→ ASSIGNMENT
Filter the records for "instance" and keep each line that has it.

_ _ _

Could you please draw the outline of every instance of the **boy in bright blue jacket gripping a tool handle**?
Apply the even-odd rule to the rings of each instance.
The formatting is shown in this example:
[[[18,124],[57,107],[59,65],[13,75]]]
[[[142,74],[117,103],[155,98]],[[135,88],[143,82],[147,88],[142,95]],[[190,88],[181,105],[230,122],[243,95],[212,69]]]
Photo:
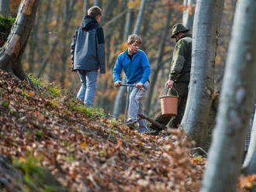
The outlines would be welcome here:
[[[130,35],[127,40],[128,49],[120,53],[113,69],[114,85],[119,87],[121,84],[120,74],[122,70],[126,75],[127,84],[135,84],[130,88],[130,108],[128,122],[137,120],[138,113],[144,113],[142,101],[149,86],[150,63],[146,53],[139,50],[142,43],[140,36]],[[139,121],[139,131],[147,131],[147,123],[144,119]]]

_ _ _

→ ANSWER TO THIS TASK
Could you please draw the outline of every instance of the **boy in bright blue jacket gripping a tool handle**?
Apply the even-odd rule to the rings of each instance.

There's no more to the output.